[Exercise instructions]
How many lines in the records below contain the string "handle"? Reply with the number alone.
※ ※ ※
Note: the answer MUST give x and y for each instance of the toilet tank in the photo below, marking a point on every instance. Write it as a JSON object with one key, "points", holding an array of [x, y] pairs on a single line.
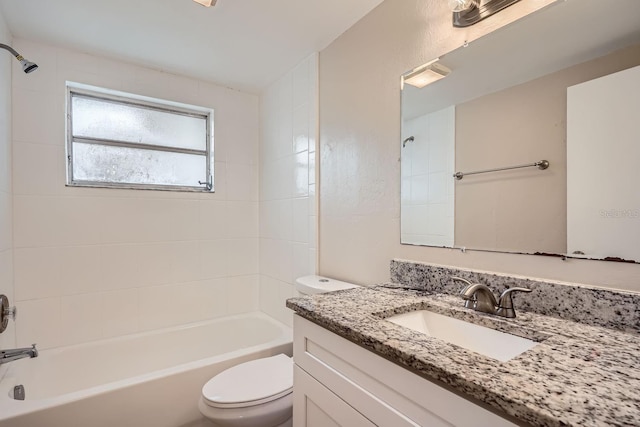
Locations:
{"points": [[310, 285]]}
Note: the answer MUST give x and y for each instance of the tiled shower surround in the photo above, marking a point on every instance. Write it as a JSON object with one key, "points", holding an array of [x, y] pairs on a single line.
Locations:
{"points": [[588, 305]]}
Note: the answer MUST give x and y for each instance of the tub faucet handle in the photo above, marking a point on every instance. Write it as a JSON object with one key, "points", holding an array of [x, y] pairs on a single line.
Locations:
{"points": [[6, 312]]}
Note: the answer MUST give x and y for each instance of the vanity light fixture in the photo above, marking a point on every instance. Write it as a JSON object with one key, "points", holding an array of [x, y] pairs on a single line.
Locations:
{"points": [[426, 74], [206, 3], [468, 12]]}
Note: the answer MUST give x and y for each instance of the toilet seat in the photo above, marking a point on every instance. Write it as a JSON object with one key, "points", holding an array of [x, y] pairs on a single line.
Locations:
{"points": [[251, 383]]}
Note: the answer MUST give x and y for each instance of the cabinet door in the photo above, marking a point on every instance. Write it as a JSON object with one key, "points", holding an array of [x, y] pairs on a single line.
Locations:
{"points": [[314, 405]]}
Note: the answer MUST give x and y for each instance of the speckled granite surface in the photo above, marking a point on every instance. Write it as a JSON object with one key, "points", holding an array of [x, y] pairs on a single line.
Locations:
{"points": [[578, 375], [588, 305]]}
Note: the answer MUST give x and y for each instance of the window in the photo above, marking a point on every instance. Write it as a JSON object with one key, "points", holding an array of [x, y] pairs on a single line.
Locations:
{"points": [[126, 141]]}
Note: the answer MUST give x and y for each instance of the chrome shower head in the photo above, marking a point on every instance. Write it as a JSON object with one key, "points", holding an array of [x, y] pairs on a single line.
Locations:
{"points": [[27, 66]]}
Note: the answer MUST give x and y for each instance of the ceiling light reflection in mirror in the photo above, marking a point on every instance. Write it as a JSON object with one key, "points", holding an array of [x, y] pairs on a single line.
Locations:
{"points": [[504, 104]]}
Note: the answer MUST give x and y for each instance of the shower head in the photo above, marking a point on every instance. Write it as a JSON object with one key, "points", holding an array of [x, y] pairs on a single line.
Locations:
{"points": [[27, 66]]}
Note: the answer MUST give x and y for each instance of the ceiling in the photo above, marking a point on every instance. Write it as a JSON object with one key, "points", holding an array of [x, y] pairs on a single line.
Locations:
{"points": [[244, 44]]}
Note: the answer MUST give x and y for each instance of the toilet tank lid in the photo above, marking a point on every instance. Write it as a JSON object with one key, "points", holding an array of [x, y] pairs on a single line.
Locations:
{"points": [[313, 284], [250, 383]]}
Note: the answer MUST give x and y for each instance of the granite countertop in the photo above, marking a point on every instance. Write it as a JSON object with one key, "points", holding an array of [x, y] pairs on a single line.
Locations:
{"points": [[578, 375]]}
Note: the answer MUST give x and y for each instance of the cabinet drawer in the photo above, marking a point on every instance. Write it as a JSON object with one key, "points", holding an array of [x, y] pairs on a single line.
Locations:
{"points": [[384, 392], [314, 405]]}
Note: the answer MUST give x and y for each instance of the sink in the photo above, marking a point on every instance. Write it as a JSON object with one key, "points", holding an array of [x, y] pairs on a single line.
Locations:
{"points": [[486, 341]]}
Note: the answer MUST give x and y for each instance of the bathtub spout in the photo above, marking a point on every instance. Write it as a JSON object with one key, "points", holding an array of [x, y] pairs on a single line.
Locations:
{"points": [[17, 353]]}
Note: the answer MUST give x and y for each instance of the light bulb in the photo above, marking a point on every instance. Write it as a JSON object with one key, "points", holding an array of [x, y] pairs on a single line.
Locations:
{"points": [[460, 5]]}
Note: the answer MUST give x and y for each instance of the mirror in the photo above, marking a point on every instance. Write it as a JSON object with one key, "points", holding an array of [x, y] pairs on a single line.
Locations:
{"points": [[504, 104]]}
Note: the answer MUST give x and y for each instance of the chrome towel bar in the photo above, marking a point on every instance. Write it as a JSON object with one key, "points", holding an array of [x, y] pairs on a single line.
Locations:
{"points": [[542, 164]]}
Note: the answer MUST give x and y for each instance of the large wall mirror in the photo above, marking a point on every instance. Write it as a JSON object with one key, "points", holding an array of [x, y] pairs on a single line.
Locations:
{"points": [[561, 85]]}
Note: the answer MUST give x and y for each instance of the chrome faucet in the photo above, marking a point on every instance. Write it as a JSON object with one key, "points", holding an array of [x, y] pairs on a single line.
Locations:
{"points": [[479, 297], [17, 353]]}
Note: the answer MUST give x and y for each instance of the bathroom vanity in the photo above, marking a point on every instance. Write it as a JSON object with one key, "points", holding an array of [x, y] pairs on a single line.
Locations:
{"points": [[354, 367]]}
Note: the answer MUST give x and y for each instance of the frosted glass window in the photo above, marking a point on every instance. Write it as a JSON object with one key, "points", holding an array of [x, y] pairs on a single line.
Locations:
{"points": [[117, 141], [103, 163]]}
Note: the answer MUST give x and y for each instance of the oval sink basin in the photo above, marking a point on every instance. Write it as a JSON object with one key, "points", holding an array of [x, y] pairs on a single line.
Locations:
{"points": [[486, 341]]}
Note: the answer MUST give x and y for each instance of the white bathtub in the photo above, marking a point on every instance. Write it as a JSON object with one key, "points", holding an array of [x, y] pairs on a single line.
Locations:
{"points": [[149, 379]]}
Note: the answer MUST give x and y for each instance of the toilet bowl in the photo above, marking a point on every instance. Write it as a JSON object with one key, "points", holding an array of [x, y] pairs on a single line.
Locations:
{"points": [[258, 393]]}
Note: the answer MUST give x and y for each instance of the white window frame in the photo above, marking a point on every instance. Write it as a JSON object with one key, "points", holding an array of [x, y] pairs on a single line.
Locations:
{"points": [[76, 89]]}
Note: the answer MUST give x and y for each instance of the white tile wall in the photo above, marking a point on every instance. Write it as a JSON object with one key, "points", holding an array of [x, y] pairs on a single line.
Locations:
{"points": [[288, 225], [94, 263], [428, 162], [7, 338]]}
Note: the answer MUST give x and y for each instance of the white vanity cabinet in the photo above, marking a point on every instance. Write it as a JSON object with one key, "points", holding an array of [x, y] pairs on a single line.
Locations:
{"points": [[338, 383]]}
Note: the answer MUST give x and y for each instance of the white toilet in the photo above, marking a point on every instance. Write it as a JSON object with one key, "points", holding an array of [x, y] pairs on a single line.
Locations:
{"points": [[258, 393]]}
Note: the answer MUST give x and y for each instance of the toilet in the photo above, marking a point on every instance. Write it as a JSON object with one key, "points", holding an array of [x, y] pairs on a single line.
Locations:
{"points": [[258, 393]]}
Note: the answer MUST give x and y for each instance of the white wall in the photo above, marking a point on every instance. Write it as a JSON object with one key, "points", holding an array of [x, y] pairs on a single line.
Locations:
{"points": [[359, 150], [600, 157], [7, 339], [288, 221], [94, 263]]}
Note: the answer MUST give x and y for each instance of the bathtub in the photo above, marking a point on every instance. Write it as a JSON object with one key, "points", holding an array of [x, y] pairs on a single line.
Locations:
{"points": [[148, 379]]}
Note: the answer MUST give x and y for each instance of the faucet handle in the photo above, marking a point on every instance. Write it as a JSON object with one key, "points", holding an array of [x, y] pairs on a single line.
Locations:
{"points": [[6, 312], [465, 281], [505, 302]]}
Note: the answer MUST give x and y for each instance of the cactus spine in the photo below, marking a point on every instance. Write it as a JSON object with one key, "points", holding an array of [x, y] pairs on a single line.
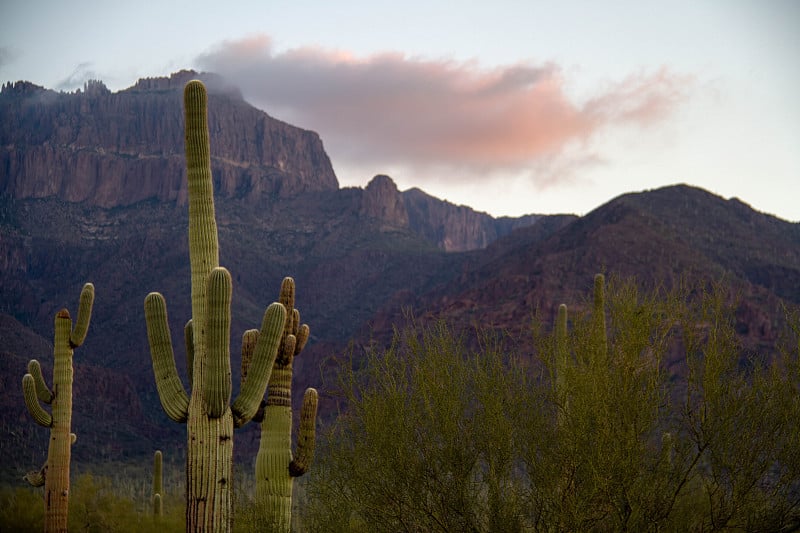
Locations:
{"points": [[54, 475], [276, 467], [207, 410], [158, 481]]}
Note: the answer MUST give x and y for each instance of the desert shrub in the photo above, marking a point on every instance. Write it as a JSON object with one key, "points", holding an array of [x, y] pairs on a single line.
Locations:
{"points": [[595, 433]]}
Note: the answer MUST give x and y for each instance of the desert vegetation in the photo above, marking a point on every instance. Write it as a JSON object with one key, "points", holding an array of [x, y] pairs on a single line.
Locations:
{"points": [[594, 433], [639, 411], [449, 431]]}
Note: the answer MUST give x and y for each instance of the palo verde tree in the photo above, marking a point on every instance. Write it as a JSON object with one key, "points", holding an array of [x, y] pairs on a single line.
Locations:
{"points": [[208, 412], [639, 411], [54, 475]]}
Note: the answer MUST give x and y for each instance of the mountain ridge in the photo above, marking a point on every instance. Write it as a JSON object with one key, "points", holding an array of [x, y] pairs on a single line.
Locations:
{"points": [[361, 257]]}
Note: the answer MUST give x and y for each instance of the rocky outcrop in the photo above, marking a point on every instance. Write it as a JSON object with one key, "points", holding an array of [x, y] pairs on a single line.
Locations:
{"points": [[456, 228], [382, 201], [111, 149]]}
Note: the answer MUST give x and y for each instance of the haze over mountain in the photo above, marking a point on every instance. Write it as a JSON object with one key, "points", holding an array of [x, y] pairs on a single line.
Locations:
{"points": [[92, 188]]}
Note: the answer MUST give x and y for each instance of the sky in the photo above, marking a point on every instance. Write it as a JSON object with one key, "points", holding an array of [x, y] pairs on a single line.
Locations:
{"points": [[509, 106]]}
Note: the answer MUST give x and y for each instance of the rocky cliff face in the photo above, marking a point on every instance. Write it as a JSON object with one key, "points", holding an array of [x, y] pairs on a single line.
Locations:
{"points": [[112, 149], [456, 228]]}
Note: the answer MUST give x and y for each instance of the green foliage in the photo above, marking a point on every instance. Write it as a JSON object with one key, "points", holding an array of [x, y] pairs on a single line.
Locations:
{"points": [[97, 504], [426, 442], [594, 433]]}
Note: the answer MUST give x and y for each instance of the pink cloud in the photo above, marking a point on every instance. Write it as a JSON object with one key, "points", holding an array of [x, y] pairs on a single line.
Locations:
{"points": [[393, 109]]}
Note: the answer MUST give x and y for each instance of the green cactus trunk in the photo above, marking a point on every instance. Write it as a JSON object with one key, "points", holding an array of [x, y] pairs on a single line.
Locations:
{"points": [[55, 474], [276, 467], [273, 482], [158, 482], [56, 485], [209, 415]]}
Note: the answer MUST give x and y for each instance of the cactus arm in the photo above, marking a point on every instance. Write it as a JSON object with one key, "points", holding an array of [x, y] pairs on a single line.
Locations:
{"points": [[78, 334], [43, 392], [249, 340], [260, 370], [188, 339], [203, 240], [306, 434], [36, 478], [301, 335], [170, 389], [42, 417], [217, 376]]}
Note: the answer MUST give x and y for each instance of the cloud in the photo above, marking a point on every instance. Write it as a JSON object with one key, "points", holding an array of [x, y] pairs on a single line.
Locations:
{"points": [[7, 55], [437, 115], [82, 73]]}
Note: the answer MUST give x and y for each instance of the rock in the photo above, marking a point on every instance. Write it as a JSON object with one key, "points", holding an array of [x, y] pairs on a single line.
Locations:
{"points": [[381, 200], [112, 149]]}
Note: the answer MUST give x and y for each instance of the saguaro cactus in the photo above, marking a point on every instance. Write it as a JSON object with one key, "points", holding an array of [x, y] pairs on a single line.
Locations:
{"points": [[276, 467], [54, 475], [158, 481], [207, 410]]}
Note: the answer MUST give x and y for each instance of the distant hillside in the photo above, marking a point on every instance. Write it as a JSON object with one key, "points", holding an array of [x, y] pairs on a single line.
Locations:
{"points": [[113, 149], [660, 237], [91, 189]]}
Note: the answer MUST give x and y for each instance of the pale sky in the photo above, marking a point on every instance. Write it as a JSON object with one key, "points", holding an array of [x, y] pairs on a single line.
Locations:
{"points": [[510, 107]]}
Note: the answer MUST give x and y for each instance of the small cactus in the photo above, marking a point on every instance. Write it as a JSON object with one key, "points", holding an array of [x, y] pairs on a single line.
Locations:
{"points": [[54, 475], [158, 479], [276, 467]]}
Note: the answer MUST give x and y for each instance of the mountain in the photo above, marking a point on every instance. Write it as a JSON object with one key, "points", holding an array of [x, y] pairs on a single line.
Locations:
{"points": [[91, 189], [113, 149], [660, 237]]}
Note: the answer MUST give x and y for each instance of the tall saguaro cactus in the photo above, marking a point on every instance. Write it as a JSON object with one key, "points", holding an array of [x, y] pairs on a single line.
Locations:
{"points": [[207, 410], [276, 467], [158, 484], [54, 475]]}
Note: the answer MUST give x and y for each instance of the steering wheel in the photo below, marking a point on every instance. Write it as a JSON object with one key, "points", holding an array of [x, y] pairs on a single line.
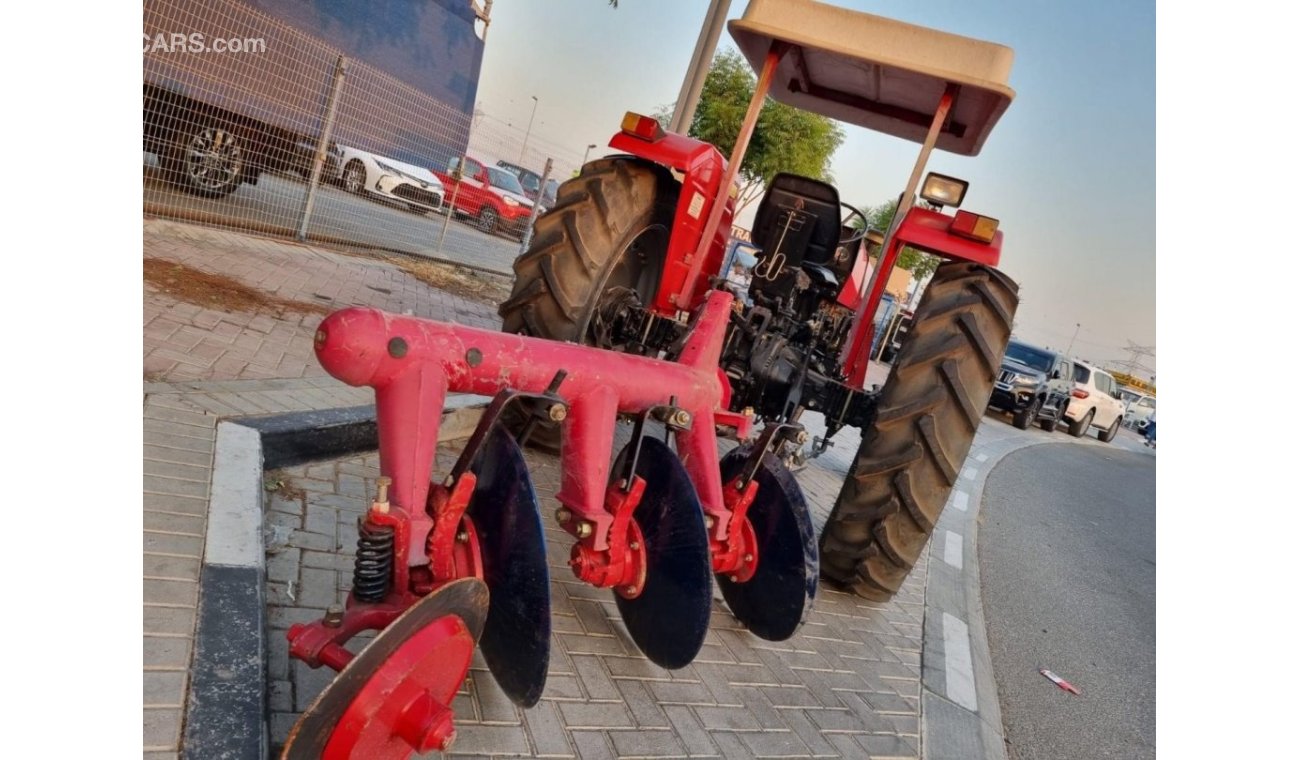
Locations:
{"points": [[856, 235]]}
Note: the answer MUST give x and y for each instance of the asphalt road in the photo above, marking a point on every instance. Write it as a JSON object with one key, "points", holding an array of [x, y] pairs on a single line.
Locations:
{"points": [[277, 200], [1067, 567]]}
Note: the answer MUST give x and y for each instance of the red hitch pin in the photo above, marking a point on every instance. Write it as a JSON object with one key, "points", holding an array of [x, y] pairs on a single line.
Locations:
{"points": [[1060, 681]]}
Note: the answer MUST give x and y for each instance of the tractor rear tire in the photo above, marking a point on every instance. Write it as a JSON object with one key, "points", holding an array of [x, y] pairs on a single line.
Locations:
{"points": [[926, 418], [581, 248]]}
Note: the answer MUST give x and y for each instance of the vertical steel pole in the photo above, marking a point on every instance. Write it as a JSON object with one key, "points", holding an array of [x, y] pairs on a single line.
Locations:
{"points": [[323, 146], [715, 213], [458, 176], [684, 112], [529, 131], [537, 205]]}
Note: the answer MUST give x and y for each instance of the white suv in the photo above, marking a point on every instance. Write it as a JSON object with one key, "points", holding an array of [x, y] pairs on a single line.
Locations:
{"points": [[1093, 403]]}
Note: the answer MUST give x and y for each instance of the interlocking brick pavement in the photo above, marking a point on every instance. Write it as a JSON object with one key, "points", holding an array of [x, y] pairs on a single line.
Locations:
{"points": [[846, 685], [187, 342]]}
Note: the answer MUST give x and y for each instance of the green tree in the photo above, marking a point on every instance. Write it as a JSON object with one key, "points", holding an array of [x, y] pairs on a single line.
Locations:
{"points": [[785, 139], [879, 217]]}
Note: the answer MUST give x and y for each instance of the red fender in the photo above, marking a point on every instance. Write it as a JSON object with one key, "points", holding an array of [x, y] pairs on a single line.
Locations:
{"points": [[702, 168]]}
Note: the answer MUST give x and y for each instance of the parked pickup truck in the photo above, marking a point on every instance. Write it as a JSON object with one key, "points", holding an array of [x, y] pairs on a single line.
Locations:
{"points": [[1034, 385]]}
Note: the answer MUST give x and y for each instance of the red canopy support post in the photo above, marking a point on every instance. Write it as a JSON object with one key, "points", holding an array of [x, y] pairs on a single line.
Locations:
{"points": [[859, 347], [737, 157]]}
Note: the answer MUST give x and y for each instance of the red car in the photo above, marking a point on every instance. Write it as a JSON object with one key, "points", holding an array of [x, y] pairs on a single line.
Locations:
{"points": [[489, 194]]}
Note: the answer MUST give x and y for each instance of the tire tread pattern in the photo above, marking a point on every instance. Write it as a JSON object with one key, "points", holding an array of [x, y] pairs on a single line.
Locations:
{"points": [[927, 415]]}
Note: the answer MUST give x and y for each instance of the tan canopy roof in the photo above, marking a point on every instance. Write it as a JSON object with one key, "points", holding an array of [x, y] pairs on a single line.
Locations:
{"points": [[878, 73]]}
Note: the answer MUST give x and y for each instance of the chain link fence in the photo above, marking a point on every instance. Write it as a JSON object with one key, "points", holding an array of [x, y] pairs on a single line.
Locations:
{"points": [[252, 124]]}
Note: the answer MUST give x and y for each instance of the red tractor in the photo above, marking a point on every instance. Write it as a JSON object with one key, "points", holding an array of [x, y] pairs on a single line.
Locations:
{"points": [[620, 312]]}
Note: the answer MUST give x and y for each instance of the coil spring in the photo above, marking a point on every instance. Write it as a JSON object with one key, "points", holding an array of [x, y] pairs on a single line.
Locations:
{"points": [[373, 573]]}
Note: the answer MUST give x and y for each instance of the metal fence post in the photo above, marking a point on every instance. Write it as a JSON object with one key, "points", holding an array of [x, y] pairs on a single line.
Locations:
{"points": [[458, 176], [537, 205], [323, 146]]}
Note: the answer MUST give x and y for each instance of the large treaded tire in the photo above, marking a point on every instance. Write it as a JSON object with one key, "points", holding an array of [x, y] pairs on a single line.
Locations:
{"points": [[927, 416], [579, 252]]}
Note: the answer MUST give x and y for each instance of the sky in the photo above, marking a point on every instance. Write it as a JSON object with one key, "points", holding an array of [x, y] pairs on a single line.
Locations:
{"points": [[1069, 170]]}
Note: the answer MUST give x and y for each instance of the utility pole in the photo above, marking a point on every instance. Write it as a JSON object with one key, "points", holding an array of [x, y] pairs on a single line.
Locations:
{"points": [[684, 112], [528, 131], [1071, 339]]}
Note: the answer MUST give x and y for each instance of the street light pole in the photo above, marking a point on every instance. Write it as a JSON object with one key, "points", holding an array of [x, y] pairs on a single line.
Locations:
{"points": [[528, 131], [1071, 339], [693, 85]]}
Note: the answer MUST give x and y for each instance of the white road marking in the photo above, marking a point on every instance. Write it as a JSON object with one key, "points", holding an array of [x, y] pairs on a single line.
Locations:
{"points": [[953, 550], [234, 509], [958, 673]]}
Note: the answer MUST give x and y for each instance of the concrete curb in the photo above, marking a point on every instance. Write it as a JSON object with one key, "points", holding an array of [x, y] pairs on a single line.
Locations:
{"points": [[961, 715], [228, 689]]}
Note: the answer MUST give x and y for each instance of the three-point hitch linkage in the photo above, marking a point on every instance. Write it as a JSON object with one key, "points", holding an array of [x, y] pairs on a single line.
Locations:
{"points": [[441, 565]]}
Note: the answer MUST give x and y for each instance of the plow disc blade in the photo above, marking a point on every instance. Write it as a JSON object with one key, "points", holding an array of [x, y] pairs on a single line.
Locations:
{"points": [[774, 603], [670, 617], [389, 700], [516, 642]]}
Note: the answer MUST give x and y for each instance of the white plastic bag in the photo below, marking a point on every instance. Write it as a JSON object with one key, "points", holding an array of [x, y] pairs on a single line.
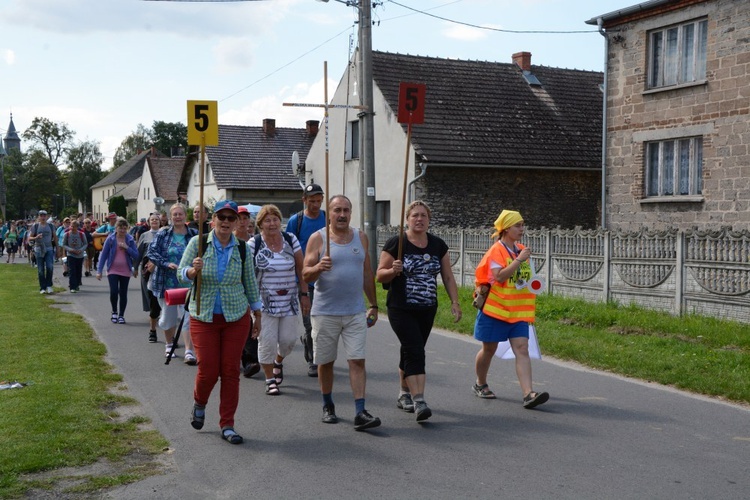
※ ※ ※
[Task result]
2